### EXERCISE PROMPT
Rewrite the listing, beginning at the line that has "Mark where the dark foreground terrain is." and stopping after the line that has "27,0,308,292", with "sky" swapped for "heavens" and nothing else changed. Leave the pictures out of the answer.

### EXTRACTED DATA
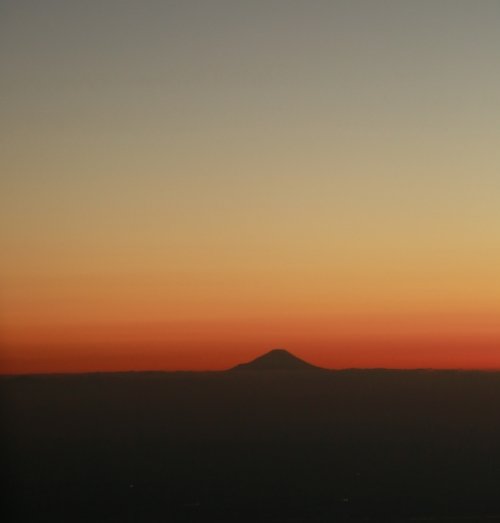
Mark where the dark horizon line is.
[0,367,500,378]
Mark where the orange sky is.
[0,0,500,373]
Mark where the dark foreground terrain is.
[0,370,500,523]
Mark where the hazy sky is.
[0,0,500,372]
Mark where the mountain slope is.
[231,349,322,371]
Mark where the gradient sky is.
[0,0,500,373]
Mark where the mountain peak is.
[231,349,320,370]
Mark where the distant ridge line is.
[229,349,327,371]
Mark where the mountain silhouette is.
[231,349,322,370]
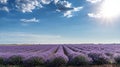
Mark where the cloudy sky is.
[0,0,120,44]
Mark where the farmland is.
[0,44,120,67]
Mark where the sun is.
[99,0,120,19]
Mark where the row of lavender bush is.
[0,44,120,67]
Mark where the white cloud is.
[88,13,102,18]
[64,7,83,18]
[16,0,42,13]
[86,0,102,3]
[0,6,9,12]
[0,0,7,4]
[56,1,83,18]
[20,18,39,23]
[41,0,53,4]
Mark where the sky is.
[0,0,120,44]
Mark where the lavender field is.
[0,44,120,67]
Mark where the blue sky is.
[0,0,120,44]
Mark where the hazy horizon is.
[0,0,120,44]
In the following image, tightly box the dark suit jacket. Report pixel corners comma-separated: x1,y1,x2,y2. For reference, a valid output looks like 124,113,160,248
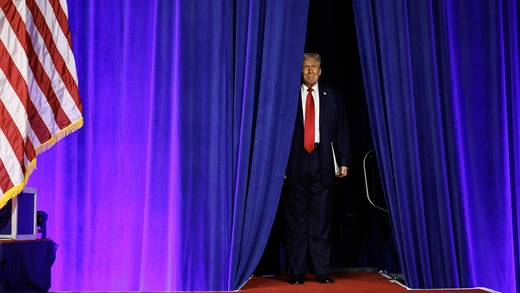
285,83,352,188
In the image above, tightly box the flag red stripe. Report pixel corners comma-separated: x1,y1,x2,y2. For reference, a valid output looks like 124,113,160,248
0,160,14,193
4,0,71,131
0,42,52,142
49,0,72,49
25,139,36,162
0,98,25,176
27,0,81,115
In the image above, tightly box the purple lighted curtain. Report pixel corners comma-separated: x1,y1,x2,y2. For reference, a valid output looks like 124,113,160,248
353,0,520,293
27,0,308,292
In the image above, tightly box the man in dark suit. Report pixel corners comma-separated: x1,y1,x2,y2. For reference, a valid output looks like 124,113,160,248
282,53,351,284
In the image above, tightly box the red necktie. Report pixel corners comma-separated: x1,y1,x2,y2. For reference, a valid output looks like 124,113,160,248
303,88,314,153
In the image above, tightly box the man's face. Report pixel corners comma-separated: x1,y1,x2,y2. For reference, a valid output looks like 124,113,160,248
302,58,321,87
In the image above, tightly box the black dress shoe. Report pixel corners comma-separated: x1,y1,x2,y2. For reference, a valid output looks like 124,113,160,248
316,274,332,284
289,275,305,285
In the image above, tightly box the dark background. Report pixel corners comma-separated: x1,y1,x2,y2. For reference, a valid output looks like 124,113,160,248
255,0,401,275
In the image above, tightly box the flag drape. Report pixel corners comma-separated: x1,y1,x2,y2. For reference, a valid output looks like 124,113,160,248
0,0,83,208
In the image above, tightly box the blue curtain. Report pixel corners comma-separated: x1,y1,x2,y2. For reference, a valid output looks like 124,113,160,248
353,0,520,293
28,0,308,292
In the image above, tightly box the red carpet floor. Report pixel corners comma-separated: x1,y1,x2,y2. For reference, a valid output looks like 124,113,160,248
239,273,496,293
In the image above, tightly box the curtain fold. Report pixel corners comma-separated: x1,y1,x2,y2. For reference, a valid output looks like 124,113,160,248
353,0,520,292
28,0,308,291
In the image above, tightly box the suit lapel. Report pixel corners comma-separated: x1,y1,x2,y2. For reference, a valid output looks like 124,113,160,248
319,87,328,129
297,93,303,128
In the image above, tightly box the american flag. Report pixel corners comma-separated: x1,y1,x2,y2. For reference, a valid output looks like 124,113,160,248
0,0,83,208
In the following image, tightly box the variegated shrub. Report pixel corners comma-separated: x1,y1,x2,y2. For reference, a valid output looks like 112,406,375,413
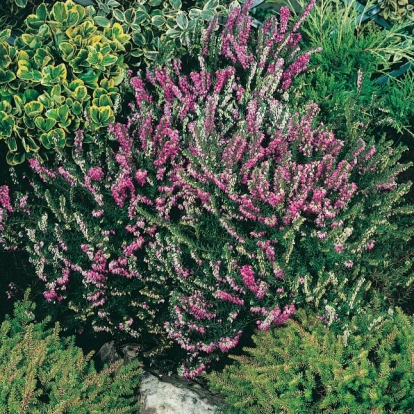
0,1,413,376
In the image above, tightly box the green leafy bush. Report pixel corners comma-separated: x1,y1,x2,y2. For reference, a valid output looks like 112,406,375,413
0,0,246,165
0,291,141,414
0,0,54,36
0,0,130,165
207,308,414,414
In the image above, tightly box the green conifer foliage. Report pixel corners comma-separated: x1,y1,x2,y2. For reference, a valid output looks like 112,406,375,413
208,308,414,414
0,291,140,414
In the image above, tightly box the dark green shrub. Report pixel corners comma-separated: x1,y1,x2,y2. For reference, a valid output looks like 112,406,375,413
0,292,140,414
291,0,414,139
207,308,414,414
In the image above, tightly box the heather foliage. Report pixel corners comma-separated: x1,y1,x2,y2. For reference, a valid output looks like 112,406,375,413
0,1,413,376
208,308,414,414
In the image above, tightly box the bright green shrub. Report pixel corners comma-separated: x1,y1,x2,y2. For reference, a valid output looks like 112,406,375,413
0,0,54,36
0,292,141,414
0,0,414,375
89,0,240,66
0,0,244,165
0,0,130,165
207,308,414,414
374,0,414,24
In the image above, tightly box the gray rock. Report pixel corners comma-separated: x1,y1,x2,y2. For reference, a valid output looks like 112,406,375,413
138,372,222,414
97,341,223,414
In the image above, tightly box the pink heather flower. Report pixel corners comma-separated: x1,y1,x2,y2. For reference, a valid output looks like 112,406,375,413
273,269,285,279
215,290,244,306
240,265,259,293
43,290,57,302
92,210,104,217
334,244,344,253
135,170,148,187
0,185,13,213
357,69,364,89
316,231,328,240
365,240,375,250
88,167,104,182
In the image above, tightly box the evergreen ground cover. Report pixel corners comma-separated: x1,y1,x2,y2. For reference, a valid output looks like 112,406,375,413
0,0,414,413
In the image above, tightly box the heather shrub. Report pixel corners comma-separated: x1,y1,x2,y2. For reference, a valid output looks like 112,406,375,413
0,2,413,376
0,291,140,414
207,302,414,414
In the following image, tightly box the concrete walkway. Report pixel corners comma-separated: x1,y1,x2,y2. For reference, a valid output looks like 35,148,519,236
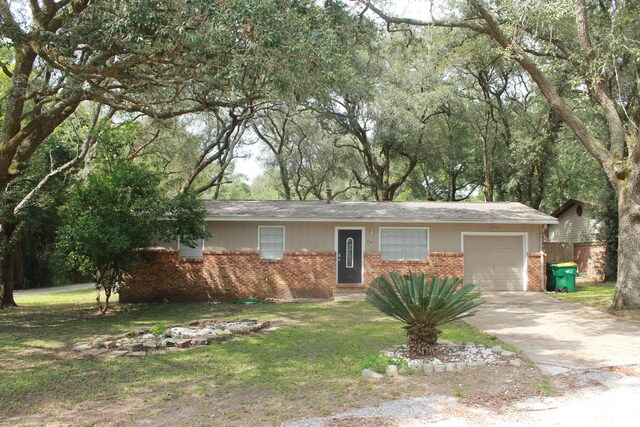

### RESPONSE FOR THIS EXERCISE
Mark where the dark foreground terrain is.
[0,370,500,523]
Mark where the hazy heavens is.
[0,0,500,372]
Mark where the mountain slope is.
[231,349,322,371]
Mark where the gradient heavens is.
[0,0,500,373]
Mark where the mountain peak is.
[231,349,320,370]
Mark where the distant ridge line is.
[229,349,327,371]
Mark where the mountain silhouette is.
[231,349,322,370]
Mark where the cloudy heavens is.
[0,0,120,44]
Mark where the farmland is.
[0,44,120,67]
Mark where the sun is.
[99,0,120,19]
Mark where the row of lavender bush is.
[0,44,120,67]
Mark where the white cloud is.
[88,13,102,18]
[64,7,83,18]
[16,0,42,13]
[86,0,102,3]
[0,6,9,12]
[0,0,7,4]
[56,1,83,18]
[20,18,39,23]
[41,0,53,4]
Mark where the heavens is.
[0,0,120,44]
Mark where the lavender field is.
[0,44,120,67]
Mark where the blue heavens is.
[0,0,120,44]
Mark where the hazy horizon is.
[0,0,120,44]
In the following image, tightly box the dark suit jacket. Report pixel corners comma-separated: x1,y1,x2,y2. For reference, a valid output looks like 124,113,160,248
285,83,352,188
In the image above, tightly box the flag red stripe. Report pixel corners comma-separated: x1,y1,x2,y2. For reference, a valid output looks like 124,113,160,248
0,160,14,193
4,0,71,131
0,42,52,142
49,0,72,49
25,139,36,162
0,98,25,176
27,0,81,115
In the image above, tightly box the purple lighted curtain. Report pixel corners comma-separated: x1,y1,x2,y2. For reference, a valid output looks like 124,113,160,248
353,0,520,293
27,0,308,292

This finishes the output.